Set problem
Return all of the entries exactly as written.

Data shown

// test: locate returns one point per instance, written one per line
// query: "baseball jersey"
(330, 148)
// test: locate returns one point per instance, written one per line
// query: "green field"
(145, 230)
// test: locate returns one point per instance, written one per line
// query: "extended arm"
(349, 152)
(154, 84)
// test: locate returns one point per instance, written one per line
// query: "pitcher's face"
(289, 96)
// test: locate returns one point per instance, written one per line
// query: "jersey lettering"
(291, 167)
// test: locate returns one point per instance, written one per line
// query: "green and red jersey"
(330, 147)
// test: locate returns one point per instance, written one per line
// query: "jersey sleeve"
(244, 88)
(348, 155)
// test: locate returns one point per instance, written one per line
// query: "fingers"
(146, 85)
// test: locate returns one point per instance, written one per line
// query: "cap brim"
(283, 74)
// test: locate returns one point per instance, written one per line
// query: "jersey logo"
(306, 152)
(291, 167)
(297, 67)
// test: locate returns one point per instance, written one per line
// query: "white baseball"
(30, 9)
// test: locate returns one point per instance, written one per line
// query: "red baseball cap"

Written answer
// test: locate returns one point per instance, written one per line
// query: "baseball jersey"
(330, 148)
// test: locate returns one point per instance, written one per line
// query: "green field"
(145, 230)
// test: locate returns one point per instance, written one per line
// query: "extended arm"
(349, 152)
(154, 84)
// test: locate returns one point per instance, written one per line
// query: "pitcher's face"
(289, 96)
// test: locate returns one point per instance, written one per line
// query: "jersey lettering"
(291, 167)
// test: locate returns one point per instance, written one per line
// query: "green and red jersey"
(330, 147)
// test: locate returns one point per instance, written one per line
// query: "jersey sleeve"
(244, 88)
(348, 155)
// test: locate returns one point per instance, written one per line
// query: "fingers"
(146, 85)
// test: locate returns one point per instance, written one per line
// query: "cap brim"
(283, 74)
// test: locate returns one point per instance, written one per line
// query: "jersey logo"
(306, 152)
(291, 167)
(297, 67)
// test: locate returns one point per instance, written one per line
// query: "white baseball"
(30, 9)
// test: locate returns one point per instance, written one per line
// query: "red baseball cap"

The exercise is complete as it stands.